**Your goal**
Go to the line that contains "the terracotta pot" and extract it along with every line after it, exactly, through the end of the data below.

## begin

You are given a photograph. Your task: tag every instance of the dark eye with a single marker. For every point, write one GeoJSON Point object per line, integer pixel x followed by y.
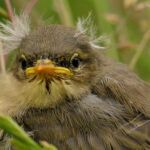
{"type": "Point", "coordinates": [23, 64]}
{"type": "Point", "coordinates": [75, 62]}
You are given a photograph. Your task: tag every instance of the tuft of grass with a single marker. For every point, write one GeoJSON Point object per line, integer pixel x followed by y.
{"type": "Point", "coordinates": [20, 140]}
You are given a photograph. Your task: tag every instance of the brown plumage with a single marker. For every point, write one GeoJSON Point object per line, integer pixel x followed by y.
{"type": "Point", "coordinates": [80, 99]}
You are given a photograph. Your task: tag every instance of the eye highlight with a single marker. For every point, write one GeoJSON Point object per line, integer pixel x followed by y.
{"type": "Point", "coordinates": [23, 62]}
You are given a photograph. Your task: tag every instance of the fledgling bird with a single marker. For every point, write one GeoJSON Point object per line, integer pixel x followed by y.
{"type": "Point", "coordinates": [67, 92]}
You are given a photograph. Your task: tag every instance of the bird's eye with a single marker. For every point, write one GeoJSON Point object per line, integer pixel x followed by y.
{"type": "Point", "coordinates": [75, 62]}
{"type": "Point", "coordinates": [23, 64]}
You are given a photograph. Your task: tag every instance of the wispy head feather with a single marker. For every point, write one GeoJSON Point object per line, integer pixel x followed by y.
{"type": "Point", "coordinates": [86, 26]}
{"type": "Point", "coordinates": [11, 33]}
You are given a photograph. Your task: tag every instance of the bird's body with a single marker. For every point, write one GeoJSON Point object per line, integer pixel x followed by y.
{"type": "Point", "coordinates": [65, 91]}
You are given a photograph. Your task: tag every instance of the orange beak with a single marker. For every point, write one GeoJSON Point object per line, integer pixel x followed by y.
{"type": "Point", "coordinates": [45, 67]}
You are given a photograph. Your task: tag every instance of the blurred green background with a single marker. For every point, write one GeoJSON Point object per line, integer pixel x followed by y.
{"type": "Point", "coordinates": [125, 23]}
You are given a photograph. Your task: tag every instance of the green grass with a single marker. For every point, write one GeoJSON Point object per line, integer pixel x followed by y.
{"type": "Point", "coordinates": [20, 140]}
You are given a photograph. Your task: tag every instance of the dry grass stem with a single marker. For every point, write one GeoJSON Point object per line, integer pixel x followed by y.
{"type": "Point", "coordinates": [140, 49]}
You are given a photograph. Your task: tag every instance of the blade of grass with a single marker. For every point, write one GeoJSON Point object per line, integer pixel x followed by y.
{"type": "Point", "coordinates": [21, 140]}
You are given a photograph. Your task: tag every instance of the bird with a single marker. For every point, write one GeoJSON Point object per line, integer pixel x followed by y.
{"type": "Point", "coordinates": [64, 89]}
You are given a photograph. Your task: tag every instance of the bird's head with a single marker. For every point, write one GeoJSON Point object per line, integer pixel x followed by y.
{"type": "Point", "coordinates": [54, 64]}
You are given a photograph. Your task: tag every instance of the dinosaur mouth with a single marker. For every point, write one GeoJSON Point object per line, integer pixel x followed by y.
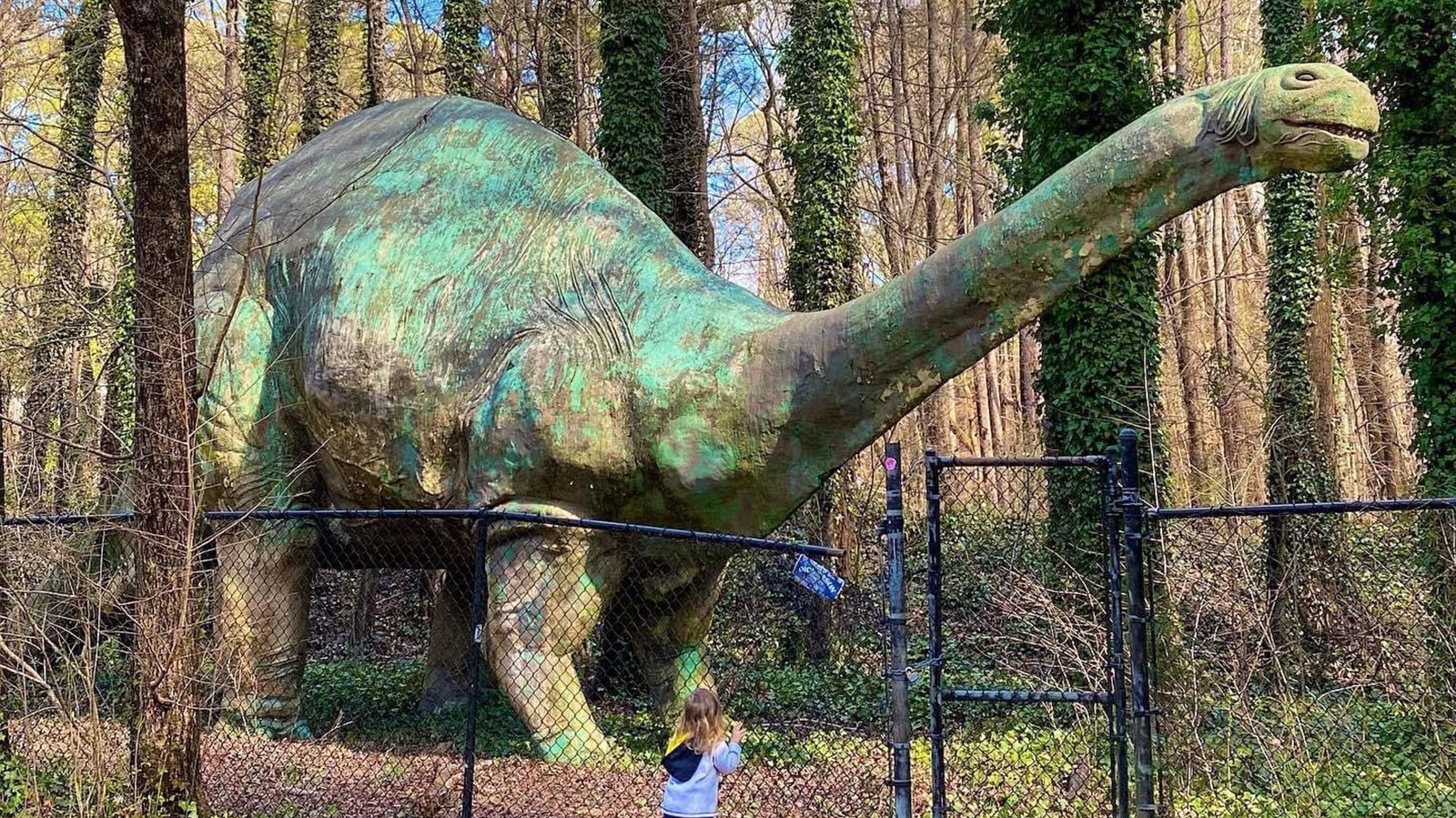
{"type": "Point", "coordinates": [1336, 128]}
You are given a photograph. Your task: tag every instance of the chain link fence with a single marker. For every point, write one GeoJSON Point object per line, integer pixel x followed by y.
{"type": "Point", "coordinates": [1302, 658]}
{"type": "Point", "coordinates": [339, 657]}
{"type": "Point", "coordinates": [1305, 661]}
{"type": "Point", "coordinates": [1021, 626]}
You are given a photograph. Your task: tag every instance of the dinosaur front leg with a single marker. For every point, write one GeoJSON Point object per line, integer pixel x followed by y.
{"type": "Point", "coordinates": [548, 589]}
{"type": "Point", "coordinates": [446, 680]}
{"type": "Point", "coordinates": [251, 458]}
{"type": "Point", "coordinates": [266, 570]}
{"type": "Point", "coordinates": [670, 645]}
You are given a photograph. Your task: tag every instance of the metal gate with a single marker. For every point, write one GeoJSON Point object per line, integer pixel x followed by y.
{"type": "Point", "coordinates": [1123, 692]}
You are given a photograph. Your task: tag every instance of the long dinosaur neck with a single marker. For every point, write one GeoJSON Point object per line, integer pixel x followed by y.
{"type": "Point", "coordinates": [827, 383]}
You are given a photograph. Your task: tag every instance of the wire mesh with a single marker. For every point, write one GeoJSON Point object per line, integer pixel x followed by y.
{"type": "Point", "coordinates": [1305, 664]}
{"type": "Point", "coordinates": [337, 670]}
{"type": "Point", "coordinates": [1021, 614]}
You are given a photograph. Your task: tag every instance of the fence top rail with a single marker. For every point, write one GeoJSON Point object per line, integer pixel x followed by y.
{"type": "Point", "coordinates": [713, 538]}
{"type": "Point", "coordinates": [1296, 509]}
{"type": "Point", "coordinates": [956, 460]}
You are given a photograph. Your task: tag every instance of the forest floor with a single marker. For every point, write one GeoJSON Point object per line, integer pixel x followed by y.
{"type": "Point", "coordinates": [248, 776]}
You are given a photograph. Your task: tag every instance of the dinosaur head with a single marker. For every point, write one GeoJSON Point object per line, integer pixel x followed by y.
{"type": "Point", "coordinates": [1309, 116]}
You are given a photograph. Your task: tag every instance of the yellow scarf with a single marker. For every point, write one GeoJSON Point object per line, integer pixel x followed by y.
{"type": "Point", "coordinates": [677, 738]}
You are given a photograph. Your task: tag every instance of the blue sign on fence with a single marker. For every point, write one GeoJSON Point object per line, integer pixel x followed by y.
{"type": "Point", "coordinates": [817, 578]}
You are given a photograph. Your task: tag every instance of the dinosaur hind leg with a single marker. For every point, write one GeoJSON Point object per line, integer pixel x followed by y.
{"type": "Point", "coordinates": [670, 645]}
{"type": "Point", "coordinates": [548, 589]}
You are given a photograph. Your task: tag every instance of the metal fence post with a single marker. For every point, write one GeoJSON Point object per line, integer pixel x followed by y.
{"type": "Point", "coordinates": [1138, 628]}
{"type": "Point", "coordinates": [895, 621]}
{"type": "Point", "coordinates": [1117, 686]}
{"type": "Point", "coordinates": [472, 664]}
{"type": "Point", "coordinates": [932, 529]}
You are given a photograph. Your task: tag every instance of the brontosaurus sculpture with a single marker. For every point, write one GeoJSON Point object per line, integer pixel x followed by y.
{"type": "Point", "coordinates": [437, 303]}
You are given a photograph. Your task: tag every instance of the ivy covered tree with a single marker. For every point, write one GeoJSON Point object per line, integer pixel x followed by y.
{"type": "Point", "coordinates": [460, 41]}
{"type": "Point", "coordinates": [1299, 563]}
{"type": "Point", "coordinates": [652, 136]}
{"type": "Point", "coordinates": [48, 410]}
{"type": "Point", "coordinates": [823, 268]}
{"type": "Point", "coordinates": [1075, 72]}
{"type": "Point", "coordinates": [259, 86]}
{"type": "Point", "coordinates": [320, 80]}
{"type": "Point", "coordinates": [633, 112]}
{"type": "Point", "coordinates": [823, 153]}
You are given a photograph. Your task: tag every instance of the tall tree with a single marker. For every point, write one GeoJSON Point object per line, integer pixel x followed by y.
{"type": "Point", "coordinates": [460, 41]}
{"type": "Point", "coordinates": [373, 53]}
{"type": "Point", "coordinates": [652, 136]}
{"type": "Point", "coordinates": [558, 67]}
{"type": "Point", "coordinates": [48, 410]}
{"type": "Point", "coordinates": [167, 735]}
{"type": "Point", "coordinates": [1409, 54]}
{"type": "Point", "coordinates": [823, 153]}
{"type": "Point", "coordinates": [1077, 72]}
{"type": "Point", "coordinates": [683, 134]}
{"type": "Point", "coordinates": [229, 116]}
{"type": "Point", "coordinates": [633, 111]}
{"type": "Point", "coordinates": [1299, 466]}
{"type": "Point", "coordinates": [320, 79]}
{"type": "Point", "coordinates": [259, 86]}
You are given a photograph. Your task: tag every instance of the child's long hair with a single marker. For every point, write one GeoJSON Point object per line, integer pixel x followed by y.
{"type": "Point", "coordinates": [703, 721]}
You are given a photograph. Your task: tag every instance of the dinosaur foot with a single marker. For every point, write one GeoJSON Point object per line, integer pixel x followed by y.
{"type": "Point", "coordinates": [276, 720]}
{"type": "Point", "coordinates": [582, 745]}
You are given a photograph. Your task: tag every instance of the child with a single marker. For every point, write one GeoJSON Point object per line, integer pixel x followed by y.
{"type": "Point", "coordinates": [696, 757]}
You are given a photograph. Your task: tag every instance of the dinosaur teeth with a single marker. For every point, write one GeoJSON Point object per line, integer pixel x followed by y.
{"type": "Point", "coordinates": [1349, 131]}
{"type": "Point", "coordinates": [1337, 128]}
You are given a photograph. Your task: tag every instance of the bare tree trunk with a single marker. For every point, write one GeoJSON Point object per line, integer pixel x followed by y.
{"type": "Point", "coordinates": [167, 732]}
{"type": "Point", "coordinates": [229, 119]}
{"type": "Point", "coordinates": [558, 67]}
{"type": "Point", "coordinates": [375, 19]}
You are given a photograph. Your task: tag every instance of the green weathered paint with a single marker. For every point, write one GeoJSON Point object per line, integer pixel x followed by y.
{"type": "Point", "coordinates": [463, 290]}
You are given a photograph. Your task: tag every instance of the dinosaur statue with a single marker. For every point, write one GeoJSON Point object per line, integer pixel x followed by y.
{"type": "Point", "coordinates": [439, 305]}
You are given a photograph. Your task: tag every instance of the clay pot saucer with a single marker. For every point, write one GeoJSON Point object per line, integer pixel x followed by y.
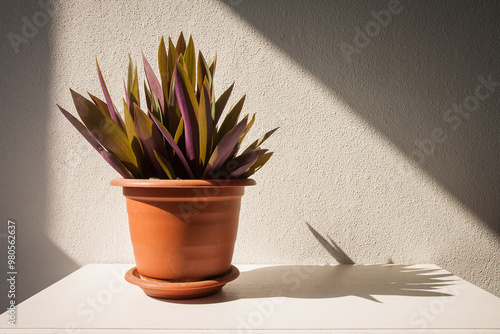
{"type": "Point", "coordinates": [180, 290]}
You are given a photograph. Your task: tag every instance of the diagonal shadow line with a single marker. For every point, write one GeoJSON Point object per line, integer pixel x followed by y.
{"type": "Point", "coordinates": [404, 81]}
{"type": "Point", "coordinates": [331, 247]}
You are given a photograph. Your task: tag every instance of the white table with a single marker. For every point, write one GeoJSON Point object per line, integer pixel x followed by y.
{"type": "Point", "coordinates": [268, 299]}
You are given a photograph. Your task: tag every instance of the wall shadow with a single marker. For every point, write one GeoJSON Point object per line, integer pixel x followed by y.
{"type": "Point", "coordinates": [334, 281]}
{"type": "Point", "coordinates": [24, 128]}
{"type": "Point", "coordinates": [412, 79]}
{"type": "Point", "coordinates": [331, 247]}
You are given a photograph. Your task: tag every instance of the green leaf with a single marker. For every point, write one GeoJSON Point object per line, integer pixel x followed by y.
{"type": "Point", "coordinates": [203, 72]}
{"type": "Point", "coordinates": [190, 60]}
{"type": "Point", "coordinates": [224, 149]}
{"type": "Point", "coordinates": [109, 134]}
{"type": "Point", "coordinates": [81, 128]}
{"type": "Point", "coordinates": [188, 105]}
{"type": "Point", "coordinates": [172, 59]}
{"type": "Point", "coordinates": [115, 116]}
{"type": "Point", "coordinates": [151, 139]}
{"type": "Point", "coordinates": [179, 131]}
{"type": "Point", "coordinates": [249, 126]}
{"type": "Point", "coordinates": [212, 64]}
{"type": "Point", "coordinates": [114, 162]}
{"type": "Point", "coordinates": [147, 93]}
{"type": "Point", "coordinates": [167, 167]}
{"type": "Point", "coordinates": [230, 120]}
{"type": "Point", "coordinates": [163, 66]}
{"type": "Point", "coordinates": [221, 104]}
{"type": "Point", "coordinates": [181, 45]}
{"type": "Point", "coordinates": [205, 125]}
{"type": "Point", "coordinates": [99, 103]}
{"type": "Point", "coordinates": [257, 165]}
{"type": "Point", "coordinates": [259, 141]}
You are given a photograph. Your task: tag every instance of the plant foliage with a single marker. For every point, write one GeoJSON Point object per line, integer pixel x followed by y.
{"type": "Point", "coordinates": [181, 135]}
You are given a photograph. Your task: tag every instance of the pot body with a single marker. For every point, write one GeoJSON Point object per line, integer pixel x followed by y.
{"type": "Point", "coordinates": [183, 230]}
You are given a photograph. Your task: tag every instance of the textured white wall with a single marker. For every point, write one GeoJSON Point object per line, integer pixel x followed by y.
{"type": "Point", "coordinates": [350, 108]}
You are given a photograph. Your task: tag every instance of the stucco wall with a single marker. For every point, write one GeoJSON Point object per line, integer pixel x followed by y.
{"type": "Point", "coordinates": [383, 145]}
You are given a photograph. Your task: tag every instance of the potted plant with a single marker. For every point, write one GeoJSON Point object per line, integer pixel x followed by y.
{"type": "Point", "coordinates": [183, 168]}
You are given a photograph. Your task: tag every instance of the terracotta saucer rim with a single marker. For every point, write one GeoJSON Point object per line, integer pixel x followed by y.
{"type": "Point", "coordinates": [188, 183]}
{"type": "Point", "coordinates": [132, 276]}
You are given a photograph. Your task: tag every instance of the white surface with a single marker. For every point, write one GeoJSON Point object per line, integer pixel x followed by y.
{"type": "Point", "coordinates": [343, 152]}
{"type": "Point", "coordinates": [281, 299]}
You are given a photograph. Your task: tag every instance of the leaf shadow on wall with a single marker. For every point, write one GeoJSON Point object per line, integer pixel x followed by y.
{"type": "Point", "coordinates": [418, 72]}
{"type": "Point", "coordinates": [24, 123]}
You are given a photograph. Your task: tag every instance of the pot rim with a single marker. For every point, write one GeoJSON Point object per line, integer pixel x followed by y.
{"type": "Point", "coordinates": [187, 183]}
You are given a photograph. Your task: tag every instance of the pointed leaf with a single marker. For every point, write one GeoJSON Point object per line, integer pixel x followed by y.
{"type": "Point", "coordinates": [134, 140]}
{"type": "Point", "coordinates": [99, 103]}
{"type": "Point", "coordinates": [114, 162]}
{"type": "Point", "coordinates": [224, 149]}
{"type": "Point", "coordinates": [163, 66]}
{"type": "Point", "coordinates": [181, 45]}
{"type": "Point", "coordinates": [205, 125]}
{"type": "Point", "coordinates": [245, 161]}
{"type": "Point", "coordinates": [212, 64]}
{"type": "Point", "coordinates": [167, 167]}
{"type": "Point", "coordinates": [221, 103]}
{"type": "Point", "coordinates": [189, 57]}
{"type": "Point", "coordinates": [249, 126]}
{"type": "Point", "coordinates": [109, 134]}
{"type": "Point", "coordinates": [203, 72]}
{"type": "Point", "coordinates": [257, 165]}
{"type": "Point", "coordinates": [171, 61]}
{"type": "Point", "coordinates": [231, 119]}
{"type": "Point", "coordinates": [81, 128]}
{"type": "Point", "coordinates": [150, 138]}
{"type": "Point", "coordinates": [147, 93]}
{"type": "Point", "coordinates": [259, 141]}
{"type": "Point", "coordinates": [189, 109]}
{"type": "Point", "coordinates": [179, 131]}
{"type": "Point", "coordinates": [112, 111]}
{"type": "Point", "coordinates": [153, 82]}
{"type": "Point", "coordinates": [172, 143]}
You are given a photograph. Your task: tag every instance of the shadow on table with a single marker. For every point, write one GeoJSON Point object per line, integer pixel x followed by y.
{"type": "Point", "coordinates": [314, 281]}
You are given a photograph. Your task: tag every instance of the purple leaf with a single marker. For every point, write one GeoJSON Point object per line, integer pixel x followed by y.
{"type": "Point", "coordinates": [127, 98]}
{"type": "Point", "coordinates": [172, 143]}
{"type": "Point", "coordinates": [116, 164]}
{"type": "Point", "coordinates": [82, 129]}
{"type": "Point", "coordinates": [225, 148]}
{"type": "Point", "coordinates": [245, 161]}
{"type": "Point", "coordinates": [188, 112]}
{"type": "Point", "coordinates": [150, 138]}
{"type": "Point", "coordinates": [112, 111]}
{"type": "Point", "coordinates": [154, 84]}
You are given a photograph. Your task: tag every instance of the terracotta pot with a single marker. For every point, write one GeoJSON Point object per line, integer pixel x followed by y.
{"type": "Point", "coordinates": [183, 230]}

## end

**Correct response**
You are given a photograph. Your task: tag every instance of the terracotta pot with a single marker. For every point, write one GeoJSON Point object per line, integer pixel x followed by y.
{"type": "Point", "coordinates": [183, 230]}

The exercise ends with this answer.